**What to do**
Return the records word for word. Any pictures in them are not part of the copy.

Start Given records

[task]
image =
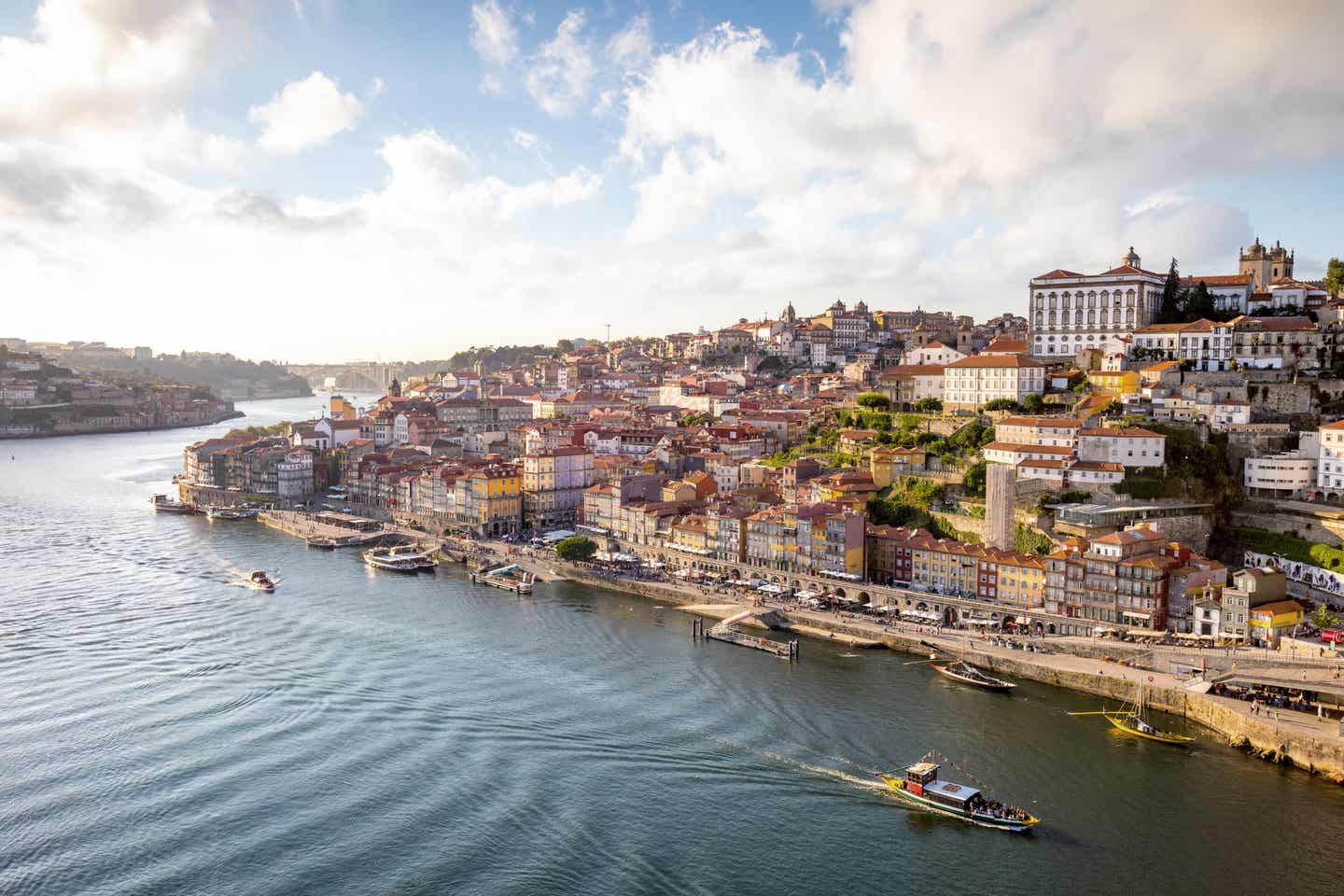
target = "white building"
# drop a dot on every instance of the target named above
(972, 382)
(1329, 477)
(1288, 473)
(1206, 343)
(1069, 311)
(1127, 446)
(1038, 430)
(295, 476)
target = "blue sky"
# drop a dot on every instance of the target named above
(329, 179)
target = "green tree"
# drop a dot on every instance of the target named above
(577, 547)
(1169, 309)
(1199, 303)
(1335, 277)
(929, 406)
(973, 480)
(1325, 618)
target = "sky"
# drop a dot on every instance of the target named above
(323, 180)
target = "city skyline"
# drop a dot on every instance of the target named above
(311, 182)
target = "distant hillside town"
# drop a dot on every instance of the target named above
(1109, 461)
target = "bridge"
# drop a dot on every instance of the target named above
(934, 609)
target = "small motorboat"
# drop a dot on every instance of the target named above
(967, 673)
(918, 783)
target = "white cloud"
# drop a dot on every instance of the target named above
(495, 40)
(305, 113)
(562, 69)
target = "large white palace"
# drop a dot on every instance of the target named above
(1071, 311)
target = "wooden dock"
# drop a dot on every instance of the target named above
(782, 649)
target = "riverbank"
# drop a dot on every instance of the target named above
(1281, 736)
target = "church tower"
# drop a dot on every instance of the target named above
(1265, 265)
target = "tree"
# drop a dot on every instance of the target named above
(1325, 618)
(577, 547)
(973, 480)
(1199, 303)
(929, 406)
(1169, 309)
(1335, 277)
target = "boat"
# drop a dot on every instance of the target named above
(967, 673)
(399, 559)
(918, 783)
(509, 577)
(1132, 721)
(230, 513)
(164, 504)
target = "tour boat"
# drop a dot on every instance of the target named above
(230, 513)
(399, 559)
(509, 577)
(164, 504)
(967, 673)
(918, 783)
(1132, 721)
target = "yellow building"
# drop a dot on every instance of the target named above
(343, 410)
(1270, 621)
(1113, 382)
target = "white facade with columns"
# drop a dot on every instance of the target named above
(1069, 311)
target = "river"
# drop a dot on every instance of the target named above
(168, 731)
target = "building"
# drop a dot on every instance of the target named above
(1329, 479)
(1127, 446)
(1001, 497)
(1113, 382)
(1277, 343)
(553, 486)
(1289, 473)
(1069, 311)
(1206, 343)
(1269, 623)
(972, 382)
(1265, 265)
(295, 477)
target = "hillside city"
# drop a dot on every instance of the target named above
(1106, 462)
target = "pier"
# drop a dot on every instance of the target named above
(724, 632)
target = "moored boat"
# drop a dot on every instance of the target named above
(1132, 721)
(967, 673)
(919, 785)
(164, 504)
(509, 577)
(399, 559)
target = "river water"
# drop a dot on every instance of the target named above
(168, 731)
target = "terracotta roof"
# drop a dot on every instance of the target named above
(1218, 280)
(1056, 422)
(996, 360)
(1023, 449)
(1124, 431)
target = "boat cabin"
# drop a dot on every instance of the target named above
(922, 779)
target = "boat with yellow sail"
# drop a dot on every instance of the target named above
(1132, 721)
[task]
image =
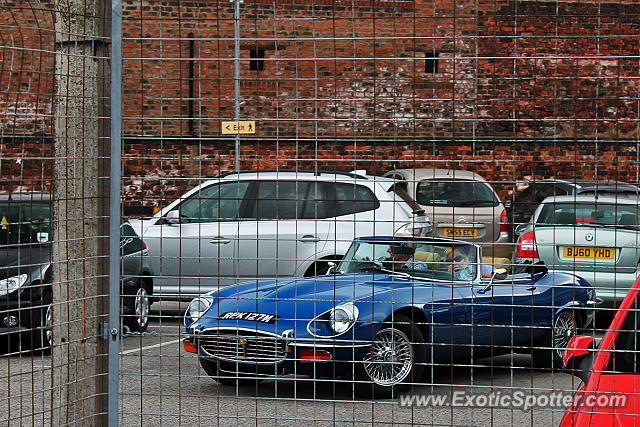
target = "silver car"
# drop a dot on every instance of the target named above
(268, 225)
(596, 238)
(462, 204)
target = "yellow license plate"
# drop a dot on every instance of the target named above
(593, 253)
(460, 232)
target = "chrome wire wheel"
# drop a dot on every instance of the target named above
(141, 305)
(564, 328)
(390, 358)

End Given records

**Exercise result**
[task]
image =
target = "white building"
# drop a dot on every instance of the target named above
(972, 382)
(1329, 477)
(1288, 473)
(1206, 343)
(1069, 311)
(1127, 446)
(1038, 430)
(295, 476)
target = "blue sky"
# drop a dot on every instance of the target named above
(329, 179)
target = "green tree"
# drop a dot on every instance of the target named above
(577, 547)
(1169, 309)
(1199, 303)
(1335, 277)
(929, 406)
(973, 480)
(1325, 618)
target = "sky"
# drop a dot on every instance of the target named above
(323, 180)
target = "city skyline"
# drop a dot on every instance of the target named above
(311, 182)
target = "distant hillside town"
# drop a dot on every instance of the target named above
(1109, 461)
target = "bridge"
# drop a dot on every instance of the target named above
(934, 609)
target = "small motorboat"
# drop a dot on every instance of the target named above
(967, 673)
(918, 783)
target = "white cloud"
# drop a dot on every instance of the target named above
(495, 40)
(305, 113)
(562, 69)
target = "large white palace"
# drop a dot on every instance of the target named above
(1071, 311)
target = "wooden dock"
# drop a dot on every instance of the target named above
(782, 649)
target = "riverbank"
# drop a dot on every instance of the target named above
(1281, 736)
target = "church tower"
# drop a dot on every instance of the target named above
(1265, 265)
target = "tree"
# drop a dot on every instance of the target named above
(1325, 618)
(577, 547)
(973, 480)
(1199, 303)
(929, 406)
(1169, 309)
(1335, 277)
target = "boat"
# drop a dot on every instance of the target named above
(967, 673)
(399, 559)
(918, 783)
(509, 577)
(1132, 721)
(230, 513)
(164, 504)
target = "tour boat"
# drop a dot on every instance of the target named above
(230, 513)
(399, 559)
(509, 577)
(164, 504)
(967, 673)
(918, 783)
(1132, 721)
target = "yellow building"
# drop a dot on every instance of the target named above
(343, 410)
(1270, 621)
(1113, 382)
target = "white facade with columns"
# drop a dot on every instance of the target named above
(1069, 311)
target = "river"
# drop a dot on every instance of the target named above
(168, 731)
target = "building"
# drop a dot on every instance of the target named above
(1329, 479)
(1127, 446)
(1001, 497)
(1113, 382)
(1277, 343)
(553, 486)
(1289, 473)
(1069, 311)
(1206, 343)
(1269, 623)
(972, 382)
(1265, 265)
(295, 477)
target = "hillside city"
# drop a dot on every instance of the target named above
(1106, 462)
target = "pier"
# drop a dot on every instance of the target named above
(724, 632)
target = "moored boat"
# drop a dot on every instance of the target named above
(1132, 721)
(967, 673)
(919, 785)
(164, 504)
(509, 577)
(399, 559)
target = "river water"
# drop a dot on every instance of the target named above
(168, 731)
target = "terracotta roof"
# drop a dot on every instance of the target named above
(1218, 280)
(1056, 422)
(996, 360)
(1023, 449)
(1124, 431)
target = "boat cabin"
# drop a dot on every instance of the target named above
(922, 779)
target = "boat with yellow sail"
# drop a dot on every instance of the target named above
(1132, 721)
[task]
image =
target = "silver car"
# drop a dot on every instance of the target named above
(268, 225)
(596, 238)
(462, 204)
target = "yellow license plate"
# drop a dot on every instance of the target named above
(593, 253)
(460, 232)
target = "chrome wire wheel"
# drop a dot on every instance of the target named above
(141, 305)
(564, 328)
(390, 358)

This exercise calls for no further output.